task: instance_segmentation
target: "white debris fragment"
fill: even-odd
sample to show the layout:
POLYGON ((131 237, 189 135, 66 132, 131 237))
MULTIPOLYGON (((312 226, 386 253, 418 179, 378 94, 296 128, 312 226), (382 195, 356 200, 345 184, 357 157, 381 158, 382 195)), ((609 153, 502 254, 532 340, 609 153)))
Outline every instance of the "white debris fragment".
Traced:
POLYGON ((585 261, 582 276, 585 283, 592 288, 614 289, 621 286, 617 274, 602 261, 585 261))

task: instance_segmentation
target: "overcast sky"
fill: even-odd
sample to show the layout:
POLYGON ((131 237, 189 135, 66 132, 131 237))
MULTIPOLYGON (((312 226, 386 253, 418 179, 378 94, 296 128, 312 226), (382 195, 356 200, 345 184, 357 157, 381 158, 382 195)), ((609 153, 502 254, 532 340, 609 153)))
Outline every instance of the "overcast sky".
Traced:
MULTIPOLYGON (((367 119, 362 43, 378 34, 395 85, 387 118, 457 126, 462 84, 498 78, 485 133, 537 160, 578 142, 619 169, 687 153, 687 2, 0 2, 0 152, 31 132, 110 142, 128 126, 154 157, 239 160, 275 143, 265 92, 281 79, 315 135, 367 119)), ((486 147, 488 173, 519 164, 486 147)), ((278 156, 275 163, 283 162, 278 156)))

———

Problem to solve
Collect every line of the data above that contains the word "Outline", copying each line in full.

Result of this exercise
Outline every instance of the "white debris fragment".
Outline every instance of the "overcast sky".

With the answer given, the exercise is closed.